**** Reading passage ****

Previous | ToC | Up | Next |
Alice: Hi, Bob! How are things?
Bob: Hi, Alice! As far as our project goes, things are fine. As for
chores, there are two referees reports I still haven't written, an NSF
proposal that is due soon, a committee meeting for which I have to
prepare, and so on.
Alice: Business as usual, I take it! I have quite a backlog of
things-to-do too. However, if we would wait for everything to be
cleared out of the way, we would never get around to do some useful
work. Shall we just sit down and see how far we can get, for the rest
of the afternoon?
Bob: Yeah, why not. I'm pretty excited by how much we got done so far,
and it is high time we get some form of graphics working, so that we
can see what we've been doing so far.
Alice: I agree. But before rushing into that, let us take stock of what
we have done so far. We have written a two-body orbit integrator,
which is quite flexible in the sense that it has a choice of algorithms.
On the other hand, the interface of the program with the user and with
external data is quite primitive.
Bob: Well, it's a toy model, isn't it, what else do you expect? And why
should that hold us back from visualizing our orbits right away?
Alice: I'm trying to think ahead, to see how our toy model may evolve.
Even though we call our programs toy models, if we are successful in
our design, it is likely that they will be used quite widely, and that
they will be modified for purposes we can't even think about right
now.
Bob: That would be nice, but why should we care about that now?
Alice: If we don't look ahead, and let things simply evolve, it is
quite likely that we will design a better I/O format, before too long.
Also, we will probably want to implement the option to invoke our
programs with command line arguments, rather than always having to
change the parameters in the driver file, as we have done so far.
If we change I/O format next month, and command line options the month
after that, then we will wind up with three different versions of each
program, doing more or less the same thing.
This proliferation of versions will be a source of confusion,
especially for new users. What is worse, if we write a graphics
interface, we will have to write at least two parallel versions, one
for the original I/O data format, and one for the later one; and more
if we keep changing the data format once more.
Bob: But even if we would try to be a bit more careful now, how can we
guarantee that we won't change our mind about the data format, say,
half a year from now? It would be very hard to predict what our needs
might be by that time.
Alice: This is indeed a challenge, but I think it is a challenge we
can live up to. If we design our data format with sufficient care and
generality and flexibility, we might be able to absorb even quite
unexpected future additions, without having to change the data framework.
Bob: Are you thinking about a self-describing data format, like the
FITS format that many observers use?
Alice: Indeed, but then more powerful and more flexible. Something
like XML would be a natural choice.
Bob: Hmm. The only thing I know about XML is what I have seen in the
VOTable format for the virtual observatory initiative. It seems to be
modeled on the HTML format for web pages.
Alice: I don't know much about XML either. The basic structure is
indeed list-based, like Lisp, and like HTML. Unlike HTML, XML is more
consistent in always requiring closing brackets of the same type to
follow an opening bracket. From what I have seen of it, the basic idea
seems sound and very general. What worries me a bit is that there are
still relatively few tools and applications, especially in the open
source world.

**** Entries supplied ****

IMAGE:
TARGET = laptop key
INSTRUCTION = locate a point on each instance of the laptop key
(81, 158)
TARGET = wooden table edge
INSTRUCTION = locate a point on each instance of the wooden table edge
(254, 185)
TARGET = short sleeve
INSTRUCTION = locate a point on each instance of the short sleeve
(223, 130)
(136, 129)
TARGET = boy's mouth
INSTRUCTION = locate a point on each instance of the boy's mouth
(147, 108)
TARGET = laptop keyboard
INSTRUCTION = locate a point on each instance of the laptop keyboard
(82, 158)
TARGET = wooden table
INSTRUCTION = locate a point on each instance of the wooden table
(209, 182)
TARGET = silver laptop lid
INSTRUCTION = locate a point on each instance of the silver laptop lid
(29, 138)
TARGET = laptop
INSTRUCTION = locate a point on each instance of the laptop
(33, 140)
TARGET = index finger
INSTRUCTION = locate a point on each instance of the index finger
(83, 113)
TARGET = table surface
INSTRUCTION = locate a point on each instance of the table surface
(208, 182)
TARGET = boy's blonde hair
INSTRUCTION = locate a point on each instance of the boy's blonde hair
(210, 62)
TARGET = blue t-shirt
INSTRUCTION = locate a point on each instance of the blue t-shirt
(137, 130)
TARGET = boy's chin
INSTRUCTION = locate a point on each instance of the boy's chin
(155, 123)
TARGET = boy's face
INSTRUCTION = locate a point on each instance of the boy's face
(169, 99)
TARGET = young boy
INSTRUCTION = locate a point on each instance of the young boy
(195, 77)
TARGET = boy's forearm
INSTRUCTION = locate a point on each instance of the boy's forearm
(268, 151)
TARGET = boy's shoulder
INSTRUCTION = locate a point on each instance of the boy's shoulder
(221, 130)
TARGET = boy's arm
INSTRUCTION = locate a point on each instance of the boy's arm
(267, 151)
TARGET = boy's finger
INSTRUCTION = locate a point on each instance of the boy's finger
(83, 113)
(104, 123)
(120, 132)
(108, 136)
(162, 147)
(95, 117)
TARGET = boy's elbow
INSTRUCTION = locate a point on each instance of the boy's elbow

****

→ **Jobs**
- A) In the dialogue between Alice and Bob, which self-describing data format used by many observers does Bob mention?
- B) Continue the dialogue between Alice and Bob after its final line.

→ **Results by task**
- A) The FITS format.

- B)
Bob: I must admit, it did strike me as rather wordy, and I'm not sure
that we want to stick to such a precise protocol.
Alice: We could make a compromise, by designing something simpler and
more straightforward, but in such a way that we can translate it easily
into XML. We can then implement both versions for our I/O routines,
our own format as well as an XML format.
Bob: The question is, do we want to have two parallel systems? I guess
it would be okay. There is something to say for having a full XML
compatible version, since XML is likely to remain a generally accepted
format for quite a while to come. And at the same time, I like to
have something a bit more user friendly to work with.
Alice: The only constraint would be to give our own format a lisp-like
tree structure, like XML, by providing opening and closing tags.
Bob: That would make sense. The first thing I would vote for, is to
leave out the full description after a
Alice: I agree. How about having a "begin something" followed by only
an "end", and not a full "end something"?
Bob: I like that, since it fits in nicely with the Ruby syntax. So we
just have to introduce a few special key words, to signal the start of
the data for a single particle, and for a whole N-body system.
Alice: And also for the beginning and end of a file, of our type. We need
the first line of a such a file to be "begin our-system". Now how shall we
call our system?
Bob: If we want to be modest, we can call it "toy-simulations". Or more
grandiosely, "toy-computational-science", if we follow your vision and
claim that we can apply it to any and all form of scientific simulations.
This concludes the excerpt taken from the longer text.